Tasks to complete:
[1] Decide whether each statement below agrees with the public speaking text. For each, answer yes or no and quote the words from the text that decide it.
(a) Memorization is described as necessary in acting.
(b) The speaker should write full paragraphs on each note card.
(c) The speaker should rehearse the presentation only once.
[2] According to the public speaking text, what are the two dangers of memorizing a presentation?
[3] Rewrite everything in the public speaking text from "Your function as" down to "not at them.", replacing "discourse" with "expression".

Excerpted passage:
The last thing I want to hear when I’m in attendance for a 50-minute presentation is a speaker reading to me. My feeling is that if you are going to read your material, why not zerox it, pass it out and we can all go home or back to work. Better yet, email it to me!

The next to the last thing I want to hear is the speaker expounding for 50 minutes of memorized text. Memorization is a necessity in acting. In public speaking, it is dangerous for 2 reasons:

1. You will sound rote; and,
2. If you lose your train of thought, you have nothing to fall back on.

Your function as a public speaker is, first and foremost, to speak. You have an audience in attendance who came to hear you talk – not read – not act – nor perform. What we often fail to understand in this oral form of discourse is that public speaking is communication with your audience, not at them.

What this means for you, the speaker, is that you should rehearse your presentation many, many times so that you are comfortable with your main points and can speak around your ideas using note cards or by means of a PowerPoint presentation. Jotting down a few words per card or per slide will serve as your reminder so that you can ‘talk around’ your main points or subtopics.

Photo-based point labeling data
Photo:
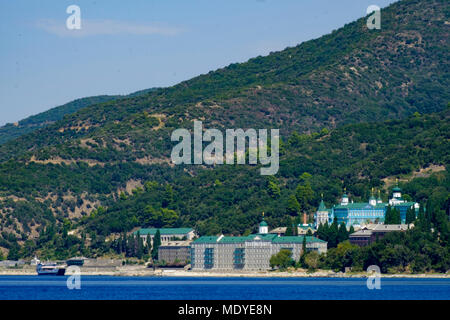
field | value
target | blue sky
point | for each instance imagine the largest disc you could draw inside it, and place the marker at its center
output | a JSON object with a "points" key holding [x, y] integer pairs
{"points": [[125, 46]]}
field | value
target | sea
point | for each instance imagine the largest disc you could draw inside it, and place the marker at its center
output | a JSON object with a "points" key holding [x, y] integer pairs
{"points": [[209, 288]]}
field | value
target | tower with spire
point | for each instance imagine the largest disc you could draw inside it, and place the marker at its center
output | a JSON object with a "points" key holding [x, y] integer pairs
{"points": [[344, 200], [321, 216], [379, 197], [396, 195], [372, 200]]}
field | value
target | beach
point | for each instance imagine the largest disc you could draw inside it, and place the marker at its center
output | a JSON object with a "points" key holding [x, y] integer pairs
{"points": [[142, 271]]}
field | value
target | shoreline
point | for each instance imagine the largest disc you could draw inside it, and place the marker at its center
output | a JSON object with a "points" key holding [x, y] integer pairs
{"points": [[145, 272]]}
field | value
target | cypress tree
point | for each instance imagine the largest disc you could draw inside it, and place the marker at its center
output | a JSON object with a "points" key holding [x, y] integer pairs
{"points": [[156, 244], [388, 215], [342, 233]]}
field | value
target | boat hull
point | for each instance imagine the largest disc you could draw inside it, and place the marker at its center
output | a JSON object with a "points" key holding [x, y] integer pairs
{"points": [[43, 270]]}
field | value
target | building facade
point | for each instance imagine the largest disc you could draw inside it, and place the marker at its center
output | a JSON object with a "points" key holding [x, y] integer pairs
{"points": [[167, 234], [252, 252], [175, 252], [356, 214], [375, 232]]}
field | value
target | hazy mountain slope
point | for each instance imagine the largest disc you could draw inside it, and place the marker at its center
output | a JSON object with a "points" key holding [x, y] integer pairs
{"points": [[352, 75], [11, 131]]}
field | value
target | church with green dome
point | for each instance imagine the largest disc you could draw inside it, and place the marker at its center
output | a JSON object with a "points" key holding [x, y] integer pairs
{"points": [[359, 213]]}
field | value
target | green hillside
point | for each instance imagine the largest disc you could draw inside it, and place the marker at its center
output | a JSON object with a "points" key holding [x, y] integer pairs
{"points": [[355, 108], [11, 131]]}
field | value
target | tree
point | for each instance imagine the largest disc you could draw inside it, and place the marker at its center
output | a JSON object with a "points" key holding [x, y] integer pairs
{"points": [[410, 215], [342, 233], [312, 260], [333, 234], [293, 207], [148, 247], [273, 189], [388, 215], [156, 244], [304, 195], [14, 252]]}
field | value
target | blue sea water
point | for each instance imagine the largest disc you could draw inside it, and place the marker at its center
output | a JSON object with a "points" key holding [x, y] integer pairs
{"points": [[187, 288]]}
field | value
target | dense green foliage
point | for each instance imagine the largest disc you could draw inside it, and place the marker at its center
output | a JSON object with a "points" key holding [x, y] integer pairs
{"points": [[11, 131], [330, 97]]}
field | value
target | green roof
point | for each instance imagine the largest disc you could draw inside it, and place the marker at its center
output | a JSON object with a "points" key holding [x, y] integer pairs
{"points": [[322, 206], [296, 239], [206, 239], [405, 204], [163, 231], [361, 205], [267, 237]]}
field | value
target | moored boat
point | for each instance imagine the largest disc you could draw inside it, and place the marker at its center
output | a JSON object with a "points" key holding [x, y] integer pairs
{"points": [[50, 269]]}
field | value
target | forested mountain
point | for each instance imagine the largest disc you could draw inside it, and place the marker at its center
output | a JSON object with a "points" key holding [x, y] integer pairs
{"points": [[344, 104]]}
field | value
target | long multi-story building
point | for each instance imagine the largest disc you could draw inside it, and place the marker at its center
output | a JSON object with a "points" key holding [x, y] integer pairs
{"points": [[167, 234], [359, 213], [252, 252]]}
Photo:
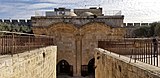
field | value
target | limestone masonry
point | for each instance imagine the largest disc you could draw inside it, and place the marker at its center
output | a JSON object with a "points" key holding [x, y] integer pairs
{"points": [[111, 65], [38, 63]]}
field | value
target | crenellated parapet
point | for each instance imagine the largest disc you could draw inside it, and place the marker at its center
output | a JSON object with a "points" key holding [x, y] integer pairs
{"points": [[23, 22]]}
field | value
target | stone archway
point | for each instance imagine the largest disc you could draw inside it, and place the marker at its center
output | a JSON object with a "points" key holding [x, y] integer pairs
{"points": [[91, 67]]}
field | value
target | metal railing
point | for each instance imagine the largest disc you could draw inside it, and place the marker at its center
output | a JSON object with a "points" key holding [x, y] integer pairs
{"points": [[142, 49], [13, 42]]}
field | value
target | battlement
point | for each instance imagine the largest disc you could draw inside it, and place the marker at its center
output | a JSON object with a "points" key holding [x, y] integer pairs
{"points": [[17, 21]]}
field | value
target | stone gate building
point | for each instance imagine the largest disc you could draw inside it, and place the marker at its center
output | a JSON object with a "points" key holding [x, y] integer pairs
{"points": [[77, 34]]}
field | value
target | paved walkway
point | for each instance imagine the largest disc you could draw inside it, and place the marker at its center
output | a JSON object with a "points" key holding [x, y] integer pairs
{"points": [[65, 76]]}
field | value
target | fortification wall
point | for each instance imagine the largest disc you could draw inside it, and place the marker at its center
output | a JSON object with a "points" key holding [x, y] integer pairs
{"points": [[110, 65], [38, 63]]}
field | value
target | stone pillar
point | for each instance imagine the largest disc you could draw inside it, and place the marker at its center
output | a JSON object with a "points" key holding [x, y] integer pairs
{"points": [[78, 54]]}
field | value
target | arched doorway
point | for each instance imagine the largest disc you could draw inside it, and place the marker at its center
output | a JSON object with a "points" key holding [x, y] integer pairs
{"points": [[91, 68], [63, 68]]}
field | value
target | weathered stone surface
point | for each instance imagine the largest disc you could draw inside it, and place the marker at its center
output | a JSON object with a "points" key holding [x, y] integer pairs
{"points": [[110, 65], [30, 64]]}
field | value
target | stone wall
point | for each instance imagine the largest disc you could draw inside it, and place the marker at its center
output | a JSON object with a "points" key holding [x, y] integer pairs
{"points": [[110, 65], [78, 43], [42, 21], [38, 63]]}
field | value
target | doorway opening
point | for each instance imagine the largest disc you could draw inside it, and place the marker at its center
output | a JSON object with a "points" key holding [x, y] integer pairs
{"points": [[63, 68]]}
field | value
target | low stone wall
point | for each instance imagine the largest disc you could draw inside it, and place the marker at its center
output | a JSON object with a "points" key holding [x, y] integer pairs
{"points": [[111, 65], [38, 63]]}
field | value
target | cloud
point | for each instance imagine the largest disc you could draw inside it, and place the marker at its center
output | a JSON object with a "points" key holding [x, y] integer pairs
{"points": [[134, 10]]}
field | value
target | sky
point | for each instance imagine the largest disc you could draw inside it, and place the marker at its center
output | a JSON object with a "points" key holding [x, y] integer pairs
{"points": [[140, 11]]}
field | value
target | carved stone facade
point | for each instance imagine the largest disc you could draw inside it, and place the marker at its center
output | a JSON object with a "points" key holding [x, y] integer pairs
{"points": [[75, 40]]}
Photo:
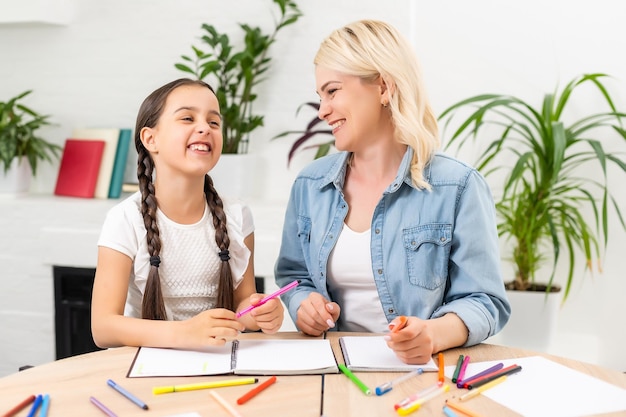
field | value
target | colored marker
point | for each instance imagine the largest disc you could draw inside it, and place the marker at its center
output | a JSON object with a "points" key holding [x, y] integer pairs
{"points": [[414, 406], [254, 391], [35, 407], [45, 405], [398, 324], [354, 379], [488, 379], [102, 407], [459, 363], [204, 385], [282, 290], [441, 365], [462, 371], [482, 388], [448, 412], [412, 398], [461, 409], [388, 386], [19, 407], [229, 408], [487, 372], [127, 394]]}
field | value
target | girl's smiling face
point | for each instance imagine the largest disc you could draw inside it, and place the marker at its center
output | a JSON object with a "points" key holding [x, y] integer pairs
{"points": [[188, 135]]}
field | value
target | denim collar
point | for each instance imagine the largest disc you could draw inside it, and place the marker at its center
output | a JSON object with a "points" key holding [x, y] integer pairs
{"points": [[337, 172]]}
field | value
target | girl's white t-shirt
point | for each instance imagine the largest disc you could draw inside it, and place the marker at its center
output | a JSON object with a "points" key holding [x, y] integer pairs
{"points": [[190, 264]]}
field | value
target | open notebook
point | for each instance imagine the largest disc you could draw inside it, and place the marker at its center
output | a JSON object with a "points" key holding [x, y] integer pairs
{"points": [[371, 353], [241, 357]]}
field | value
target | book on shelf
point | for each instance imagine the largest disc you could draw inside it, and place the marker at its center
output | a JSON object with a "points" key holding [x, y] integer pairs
{"points": [[239, 357], [371, 354], [119, 164], [111, 137], [79, 168]]}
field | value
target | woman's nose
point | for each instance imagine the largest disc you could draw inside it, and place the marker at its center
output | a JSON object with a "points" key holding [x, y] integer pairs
{"points": [[203, 128], [323, 111]]}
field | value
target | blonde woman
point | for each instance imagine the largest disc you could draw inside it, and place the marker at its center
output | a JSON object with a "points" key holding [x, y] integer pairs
{"points": [[389, 226]]}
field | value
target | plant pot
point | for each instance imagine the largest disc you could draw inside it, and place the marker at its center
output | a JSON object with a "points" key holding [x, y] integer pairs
{"points": [[16, 181], [533, 319], [239, 176]]}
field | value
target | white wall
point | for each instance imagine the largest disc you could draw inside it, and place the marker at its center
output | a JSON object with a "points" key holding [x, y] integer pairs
{"points": [[96, 70]]}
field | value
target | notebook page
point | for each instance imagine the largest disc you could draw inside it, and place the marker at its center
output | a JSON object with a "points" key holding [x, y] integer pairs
{"points": [[153, 362], [285, 357], [371, 353]]}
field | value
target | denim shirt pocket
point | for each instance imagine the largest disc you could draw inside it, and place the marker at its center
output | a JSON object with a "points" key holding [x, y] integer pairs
{"points": [[304, 235], [427, 250]]}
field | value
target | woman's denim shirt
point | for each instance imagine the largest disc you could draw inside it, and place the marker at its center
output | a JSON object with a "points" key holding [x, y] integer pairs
{"points": [[432, 252]]}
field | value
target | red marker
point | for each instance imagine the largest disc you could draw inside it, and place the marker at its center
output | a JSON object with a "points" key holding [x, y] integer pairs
{"points": [[254, 391]]}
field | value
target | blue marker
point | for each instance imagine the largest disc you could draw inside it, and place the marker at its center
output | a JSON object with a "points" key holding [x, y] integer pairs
{"points": [[127, 394], [387, 386]]}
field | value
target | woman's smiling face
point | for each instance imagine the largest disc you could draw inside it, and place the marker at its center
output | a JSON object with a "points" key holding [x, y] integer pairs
{"points": [[351, 106]]}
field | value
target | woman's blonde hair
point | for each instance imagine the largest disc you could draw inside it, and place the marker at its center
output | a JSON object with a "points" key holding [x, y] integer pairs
{"points": [[370, 49]]}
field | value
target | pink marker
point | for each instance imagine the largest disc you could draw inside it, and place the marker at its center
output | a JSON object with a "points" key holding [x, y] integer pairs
{"points": [[283, 290]]}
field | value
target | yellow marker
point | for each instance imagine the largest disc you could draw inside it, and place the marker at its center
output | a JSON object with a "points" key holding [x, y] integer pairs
{"points": [[204, 385], [414, 406], [482, 388]]}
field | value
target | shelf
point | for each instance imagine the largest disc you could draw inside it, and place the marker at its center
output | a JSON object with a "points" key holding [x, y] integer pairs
{"points": [[56, 12]]}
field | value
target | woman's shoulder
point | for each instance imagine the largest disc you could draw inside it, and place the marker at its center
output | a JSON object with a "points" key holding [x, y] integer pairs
{"points": [[444, 167], [321, 167]]}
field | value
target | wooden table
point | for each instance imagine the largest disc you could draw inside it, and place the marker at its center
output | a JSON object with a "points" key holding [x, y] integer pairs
{"points": [[71, 381], [341, 399]]}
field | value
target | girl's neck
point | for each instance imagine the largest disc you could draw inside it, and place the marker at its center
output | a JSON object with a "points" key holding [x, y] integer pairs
{"points": [[181, 203]]}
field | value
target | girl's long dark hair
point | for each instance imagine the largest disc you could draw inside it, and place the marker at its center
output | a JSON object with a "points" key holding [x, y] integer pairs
{"points": [[153, 306]]}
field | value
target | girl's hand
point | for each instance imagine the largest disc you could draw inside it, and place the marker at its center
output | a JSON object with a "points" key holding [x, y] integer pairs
{"points": [[316, 314], [209, 328], [269, 316]]}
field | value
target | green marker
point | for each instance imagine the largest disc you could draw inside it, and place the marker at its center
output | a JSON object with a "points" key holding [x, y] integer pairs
{"points": [[354, 379]]}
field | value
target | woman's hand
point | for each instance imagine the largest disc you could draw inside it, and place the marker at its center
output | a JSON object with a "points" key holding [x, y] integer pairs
{"points": [[414, 343], [419, 339], [316, 314]]}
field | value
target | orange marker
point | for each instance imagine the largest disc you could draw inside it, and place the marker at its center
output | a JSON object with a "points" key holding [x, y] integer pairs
{"points": [[441, 366], [400, 322], [253, 392]]}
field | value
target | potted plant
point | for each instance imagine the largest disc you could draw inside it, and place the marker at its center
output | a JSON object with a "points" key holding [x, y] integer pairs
{"points": [[236, 73], [20, 146], [304, 136], [549, 208]]}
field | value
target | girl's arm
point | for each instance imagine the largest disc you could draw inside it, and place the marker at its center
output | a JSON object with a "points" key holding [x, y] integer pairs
{"points": [[268, 317], [111, 328]]}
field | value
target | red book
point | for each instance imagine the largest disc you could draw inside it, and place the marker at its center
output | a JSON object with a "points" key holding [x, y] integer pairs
{"points": [[80, 165]]}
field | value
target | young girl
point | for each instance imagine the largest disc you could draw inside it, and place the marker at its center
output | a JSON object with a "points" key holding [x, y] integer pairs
{"points": [[175, 261]]}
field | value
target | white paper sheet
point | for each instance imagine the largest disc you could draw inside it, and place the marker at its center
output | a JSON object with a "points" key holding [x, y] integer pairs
{"points": [[545, 388]]}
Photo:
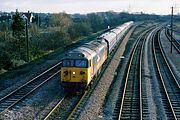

Expected answers:
[1]
(a) Yes: "Memorization is a necessity in acting."
(b) No: "Jotting down a few words per card or per slide will serve as your reminder"
(c) No: "you should rehearse your presentation many, many times"

[2] You will sound rote, and if you lose your train of thought, you have nothing to fall back on.

[3]
Your function as a public speaker is, first and foremost, to speak. You have an audience in attendance who came to hear you talk – not read – not act – nor perform. What we often fail to understand in this oral form of expression is that public speaking is communication with your audience, not at them.